▸ **Exercise goal**:
Reproduce the material from the line with "trunk, with integer pixel coordinates." up to and including the line with "(1102, 882)", swapping "khaki pant" for "khaki trousers" and changing nothing else.

↓↓↓

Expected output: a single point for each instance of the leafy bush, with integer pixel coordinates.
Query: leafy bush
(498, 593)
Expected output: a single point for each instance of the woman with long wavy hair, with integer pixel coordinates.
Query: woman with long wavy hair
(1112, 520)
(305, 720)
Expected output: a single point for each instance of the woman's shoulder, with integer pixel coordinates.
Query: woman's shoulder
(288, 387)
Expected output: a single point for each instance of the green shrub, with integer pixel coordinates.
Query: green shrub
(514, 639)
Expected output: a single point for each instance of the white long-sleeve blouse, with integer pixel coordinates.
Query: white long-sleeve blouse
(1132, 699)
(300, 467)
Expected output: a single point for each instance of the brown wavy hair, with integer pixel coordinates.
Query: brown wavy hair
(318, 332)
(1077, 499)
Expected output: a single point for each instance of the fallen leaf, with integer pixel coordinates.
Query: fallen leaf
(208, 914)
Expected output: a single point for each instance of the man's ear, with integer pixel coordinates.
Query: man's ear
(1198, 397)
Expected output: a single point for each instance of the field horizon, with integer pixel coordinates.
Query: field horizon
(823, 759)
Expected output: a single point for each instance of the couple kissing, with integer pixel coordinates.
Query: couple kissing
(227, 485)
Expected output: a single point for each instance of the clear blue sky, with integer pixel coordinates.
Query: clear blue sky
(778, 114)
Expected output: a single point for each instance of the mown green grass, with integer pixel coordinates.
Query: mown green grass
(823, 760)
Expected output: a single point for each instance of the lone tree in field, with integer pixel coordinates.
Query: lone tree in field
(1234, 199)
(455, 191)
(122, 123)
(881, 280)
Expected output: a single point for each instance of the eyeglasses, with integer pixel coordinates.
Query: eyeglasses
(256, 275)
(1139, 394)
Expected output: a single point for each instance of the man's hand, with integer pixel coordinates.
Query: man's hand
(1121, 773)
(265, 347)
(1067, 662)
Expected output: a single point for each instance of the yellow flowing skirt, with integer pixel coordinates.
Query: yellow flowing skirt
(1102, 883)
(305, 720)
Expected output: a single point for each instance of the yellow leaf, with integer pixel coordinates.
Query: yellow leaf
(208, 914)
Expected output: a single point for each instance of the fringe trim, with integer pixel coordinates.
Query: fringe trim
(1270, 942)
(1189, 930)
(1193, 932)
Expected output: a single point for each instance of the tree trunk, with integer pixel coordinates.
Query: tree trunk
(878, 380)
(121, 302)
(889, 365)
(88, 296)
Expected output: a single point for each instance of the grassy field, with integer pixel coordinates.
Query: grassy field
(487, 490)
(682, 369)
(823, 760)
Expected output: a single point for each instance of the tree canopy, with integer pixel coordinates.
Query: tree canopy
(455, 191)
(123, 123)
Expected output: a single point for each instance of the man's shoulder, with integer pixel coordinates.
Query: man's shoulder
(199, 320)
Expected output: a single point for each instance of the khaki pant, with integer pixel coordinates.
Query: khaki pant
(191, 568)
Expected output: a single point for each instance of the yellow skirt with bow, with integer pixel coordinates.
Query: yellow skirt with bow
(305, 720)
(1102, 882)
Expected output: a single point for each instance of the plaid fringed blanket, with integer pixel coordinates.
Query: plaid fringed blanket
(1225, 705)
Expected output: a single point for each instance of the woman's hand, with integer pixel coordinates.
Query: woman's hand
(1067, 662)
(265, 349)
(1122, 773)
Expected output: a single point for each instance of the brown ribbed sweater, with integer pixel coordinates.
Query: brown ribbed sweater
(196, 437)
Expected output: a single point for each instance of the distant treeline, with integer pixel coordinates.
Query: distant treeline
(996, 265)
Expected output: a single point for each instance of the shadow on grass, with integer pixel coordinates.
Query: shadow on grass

↑↑↑

▸ **Solved exercise**:
Expected output: a single point for each instance of the tree trunk, with integer pixel coordinates.
Query: tree trunk
(878, 380)
(121, 302)
(889, 365)
(88, 296)
Expected output: a single point for each instance of the grassy field, with integer pixel coordinates.
Query: grassy field
(487, 490)
(682, 369)
(823, 760)
Expected output: a single point for each instance of the tree canopy, with integer pixel coordinates.
Query: tree canopy
(455, 191)
(123, 123)
Expected output: a single point for each instance of the man's shoulder, with integer pixel coordinates.
Query: man's shoulder
(199, 320)
Expected output: a single point for each instance of the khaki trousers, with integer pixel coordinates.
Query: khaki trousers
(191, 568)
Expected output: a single point for each instance of the yellow skirt with bow, with integer pixel coordinates.
Query: yellow skirt with bow
(305, 720)
(1102, 882)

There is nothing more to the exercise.